◆ Exercise objective ◆
Below is a block of records; reproduce all of them exactly and leave out any pictures.

Dataset records about object locations
============================================================

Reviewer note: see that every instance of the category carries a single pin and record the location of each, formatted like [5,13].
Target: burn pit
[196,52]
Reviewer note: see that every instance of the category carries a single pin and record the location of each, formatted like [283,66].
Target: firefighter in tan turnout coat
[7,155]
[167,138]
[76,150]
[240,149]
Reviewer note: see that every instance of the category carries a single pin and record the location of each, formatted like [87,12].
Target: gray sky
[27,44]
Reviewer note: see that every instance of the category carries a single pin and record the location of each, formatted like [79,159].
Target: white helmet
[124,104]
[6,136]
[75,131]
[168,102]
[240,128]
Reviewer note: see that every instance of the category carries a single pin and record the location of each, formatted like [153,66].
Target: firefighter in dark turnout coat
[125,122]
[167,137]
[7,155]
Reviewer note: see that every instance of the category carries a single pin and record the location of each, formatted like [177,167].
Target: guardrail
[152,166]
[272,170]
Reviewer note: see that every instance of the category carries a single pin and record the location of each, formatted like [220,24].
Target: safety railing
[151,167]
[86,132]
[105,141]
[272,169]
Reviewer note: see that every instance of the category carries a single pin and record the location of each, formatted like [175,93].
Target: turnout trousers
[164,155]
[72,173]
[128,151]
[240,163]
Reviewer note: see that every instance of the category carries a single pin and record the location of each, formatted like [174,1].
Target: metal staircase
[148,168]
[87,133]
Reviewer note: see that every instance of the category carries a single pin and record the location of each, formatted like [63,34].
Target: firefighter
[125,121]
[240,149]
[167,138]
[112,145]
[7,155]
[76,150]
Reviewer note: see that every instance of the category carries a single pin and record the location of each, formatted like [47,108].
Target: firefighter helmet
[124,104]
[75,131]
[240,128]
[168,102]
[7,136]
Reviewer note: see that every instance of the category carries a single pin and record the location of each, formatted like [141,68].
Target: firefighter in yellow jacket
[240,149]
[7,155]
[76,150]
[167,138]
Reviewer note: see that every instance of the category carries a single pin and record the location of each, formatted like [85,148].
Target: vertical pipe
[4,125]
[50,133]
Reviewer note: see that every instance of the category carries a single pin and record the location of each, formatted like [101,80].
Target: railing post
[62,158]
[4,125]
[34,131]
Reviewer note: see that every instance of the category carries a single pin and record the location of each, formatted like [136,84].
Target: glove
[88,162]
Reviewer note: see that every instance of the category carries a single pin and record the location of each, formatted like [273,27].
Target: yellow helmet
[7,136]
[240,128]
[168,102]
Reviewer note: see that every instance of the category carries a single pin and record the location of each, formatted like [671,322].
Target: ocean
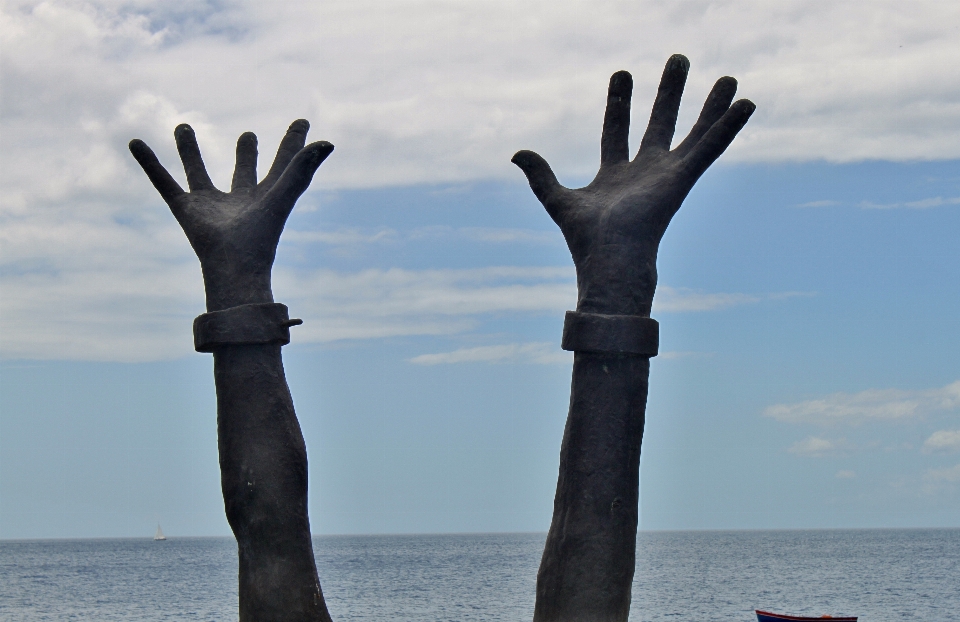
[879,575]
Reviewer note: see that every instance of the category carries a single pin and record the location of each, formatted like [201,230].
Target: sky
[809,374]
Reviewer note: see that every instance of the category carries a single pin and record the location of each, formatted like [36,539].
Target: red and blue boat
[766,616]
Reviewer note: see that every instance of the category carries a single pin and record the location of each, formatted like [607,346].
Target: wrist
[226,289]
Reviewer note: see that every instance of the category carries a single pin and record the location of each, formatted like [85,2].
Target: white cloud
[816,447]
[873,404]
[949,474]
[681,299]
[126,294]
[942,441]
[352,236]
[539,353]
[446,94]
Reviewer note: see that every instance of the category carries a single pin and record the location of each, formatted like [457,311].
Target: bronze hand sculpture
[613,229]
[263,459]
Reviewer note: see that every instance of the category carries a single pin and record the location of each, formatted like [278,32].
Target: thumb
[541,178]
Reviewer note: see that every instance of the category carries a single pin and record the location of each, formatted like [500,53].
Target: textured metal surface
[263,459]
[613,228]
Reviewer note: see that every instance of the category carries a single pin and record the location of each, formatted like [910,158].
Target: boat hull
[766,616]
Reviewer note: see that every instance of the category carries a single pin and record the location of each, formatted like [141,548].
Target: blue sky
[808,286]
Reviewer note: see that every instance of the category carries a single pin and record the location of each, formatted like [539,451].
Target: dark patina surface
[263,459]
[613,229]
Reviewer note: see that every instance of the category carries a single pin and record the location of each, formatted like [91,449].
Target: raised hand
[614,225]
[235,234]
[613,228]
[263,458]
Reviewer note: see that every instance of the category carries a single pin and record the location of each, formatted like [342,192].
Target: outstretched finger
[541,178]
[663,117]
[296,178]
[719,137]
[165,184]
[245,170]
[616,120]
[717,103]
[290,146]
[197,178]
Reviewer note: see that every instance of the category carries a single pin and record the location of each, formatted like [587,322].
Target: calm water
[876,574]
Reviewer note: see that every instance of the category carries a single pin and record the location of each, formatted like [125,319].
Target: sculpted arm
[613,229]
[263,458]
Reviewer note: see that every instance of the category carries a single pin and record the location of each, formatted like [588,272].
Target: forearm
[263,473]
[589,558]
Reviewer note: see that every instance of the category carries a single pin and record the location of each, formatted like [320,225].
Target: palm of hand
[614,225]
[235,234]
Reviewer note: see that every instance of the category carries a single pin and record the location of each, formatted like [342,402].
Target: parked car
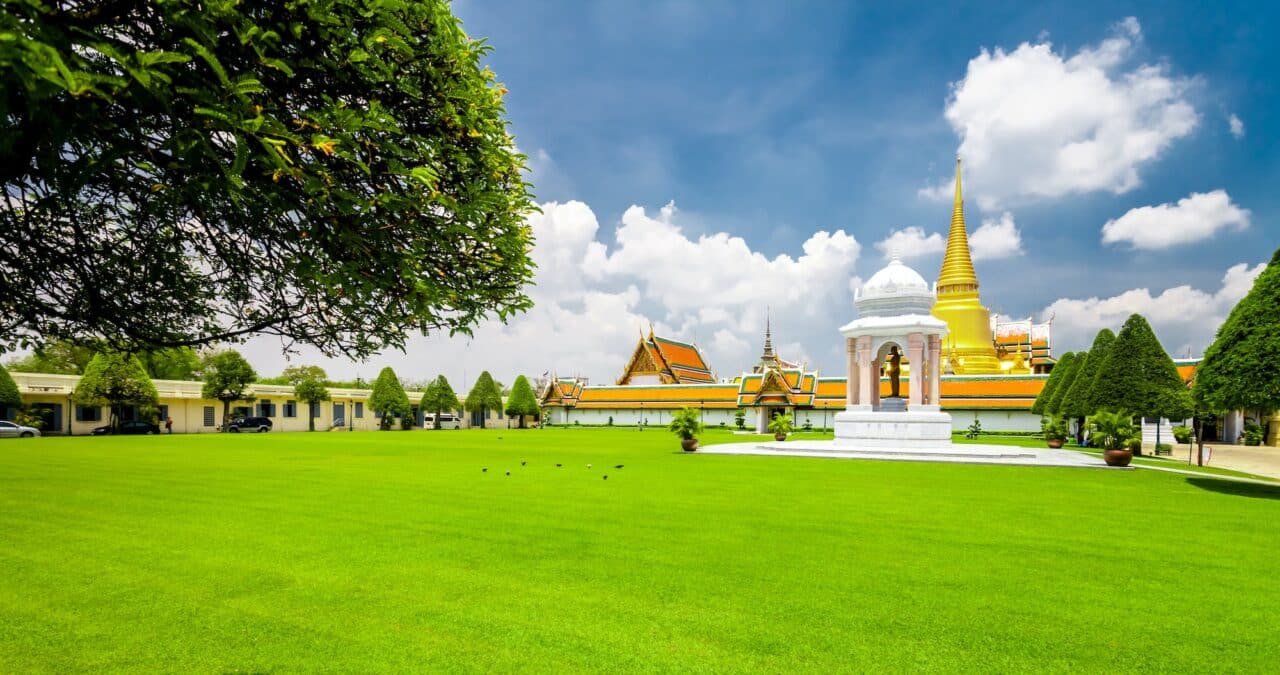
[447,419]
[250,424]
[9,429]
[135,427]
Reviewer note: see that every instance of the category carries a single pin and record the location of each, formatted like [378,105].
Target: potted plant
[686,424]
[1116,434]
[781,427]
[1054,428]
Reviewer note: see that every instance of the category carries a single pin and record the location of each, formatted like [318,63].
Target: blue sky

============================================================

◆ Finished task ◆
Reviewer note: see that every instance of the category carries a single pin and record the location of each, formatted like [5,13].
Target: burn pit
[196,52]
Reviewer note: see that every instance of the category carries a single pin and record the location of each, formatted like [283,66].
Target: firefighter in tan turnout coat
[7,155]
[167,138]
[76,150]
[240,149]
Reviewer note: see that every instance of the category carries a single pin and record the location of each, formatted like [87,12].
Target: gray sky
[27,44]
Reviewer note: see that every instance of the category carries a single pin and record the location of each, formatted like [79,159].
Target: white helmet
[124,104]
[6,136]
[75,131]
[168,102]
[240,128]
Reviewer note: see that every instance of the category carries a single pin and record the location of each, formatted like [153,66].
Target: firefighter in dark turnout coat
[125,122]
[167,137]
[7,155]
Reviewer note: see that every instance of the category carries a single pin and record the location of each, formatted like [177,167].
Target: guardrail
[152,166]
[272,170]
Reviewer note: see that every instance of the category carries a single pin and record the location of each, formatted like [220,24].
Target: safety railing
[151,167]
[86,132]
[105,141]
[272,169]
Reviewer note: see that every instance of the category carries a single pin and record the location of each, formatted like [175,93].
Target: turnout trousers
[164,155]
[72,173]
[128,151]
[240,163]
Reviewer note: see that every instance of the category carries a single pin and record the location of each, formatted like [174,1].
Target: metal staircase
[148,168]
[87,133]
Reviewer note: see that every instance of the category carries a single pin and record the location of each, formatted like [63,34].
Target: firefighter
[125,121]
[240,149]
[167,138]
[112,145]
[7,155]
[76,150]
Reviewer note: see that every instance of the category carries a single pin and record the location of each, formatted like [47,108].
Target: firefighter helmet
[124,104]
[75,131]
[240,128]
[168,102]
[7,136]
Reviewer note: see that every instance of the category carries a single pin and record the location of each, formatted like [141,68].
Target: firefighter in yellow jacket
[240,149]
[7,155]
[76,150]
[167,138]
Reviewer note: see that every instance of the category carries a single pin and record the location of each, formatted like [85,148].
Target: vertical pipe
[4,125]
[50,133]
Reviewer note: see that every instance of the category carries a single pin and record the location of each, formatted like [101,80].
Target: railing post
[62,158]
[4,125]
[34,131]
Reviewer note: see that every instance of the category carries a single pin and record the location of each, formatted like [136,84].
Target: glove
[88,162]
Reviewer note: see that every instance of the category carries a single pin and record the location of each, formatted like [273,27].
Target: yellow helmet
[7,136]
[240,128]
[168,102]
Reviewer note: see that every instance of the category carries a single pin and record the location of each, formatted like [671,322].
Target: ocean
[879,575]
Reviewer note: see that every instance of the category carries a single pin and record the location of each, formatted like [201,230].
Target: sky
[809,374]
Reviewer note: see that every instance of the category carries a single pin and record the location of each, formatted like [36,539].
Target: red and blue boat
[766,616]
Reviewer note: see that every instance of the category carries a single pin and record the location of each, formatted like [607,346].
Target: wrist
[226,289]
Reviewer note: see that every instance of the category carries a single pin and record the location of each, formatted like [85,2].
Target: white cloud
[816,447]
[873,404]
[949,474]
[681,299]
[126,294]
[942,441]
[352,236]
[539,353]
[446,94]
Reviewer note: see that every instance of the category carries a single pin and record the location of each, formatted like [457,311].
Target: bronze hand sculpture
[613,229]
[263,459]
Reviewer note: see that every instance of the category carries a single pin and record the location of each, formatted like [278,32].
Target: thumb
[541,178]
Reviewer note: see that every instance of the category carries a single pin and record the location of each, formatted like [500,53].
Target: textured metal surface
[263,459]
[613,228]
Reviewer note: see that every instance of the category carries a single pin and record the location of each, formatted like [910,158].
Target: boat hull
[766,616]
Reviewer note: see that every instance of the category carries a single pin and record the location of each, formatted like [141,548].
Target: blue sky
[808,286]
Reviewer note: see that every instance of the category carries a single pin and record the location of each, formatted like [539,451].
Target: dark patina surface
[263,459]
[613,229]
Reviewer note: see that every instance of the category carries a single pin and record the location of each, formatted like [91,449].
Target: raised hand
[614,225]
[235,234]
[613,228]
[263,458]
Reviewer note: see that every instance of the category carries a single pin and record the location of each, formatted like [342,192].
Target: outstretched finger
[541,178]
[663,117]
[296,178]
[719,137]
[165,184]
[245,170]
[616,120]
[717,103]
[290,146]
[197,178]
Reviewer note: see that every instance of the category carries a single pin and record the location of each, formatted like [587,322].
Target: calm water
[876,574]
Reviewer note: see that every instance of the category carries a single pin and record the location of each, formatted like [125,319].
Target: sculpted arm
[613,229]
[263,458]
Reviewer note: see that every instance of the category carries a single pin and record the location of each, formatted like [588,272].
Target: forearm
[263,473]
[589,558]
Reviewer note: see that every instance of the category carries a single pin and record the location of each, formatted like [320,225].
Target: palm of hand
[614,225]
[235,234]
Reviewer note: see that every instance of the category carries a single pin and record the location of each, formatted like [342,402].
Target: parked car
[447,419]
[250,424]
[9,429]
[135,427]
Reviewer note: see that every instance of the category carries a single pin and record the location of each, formatted like [378,105].
Target: potted plant
[686,424]
[1116,434]
[781,427]
[1054,428]
Reviewer note: see that every instance of the category carries a single pin and record the location of each, formatted like [318,63].
Target: blue sky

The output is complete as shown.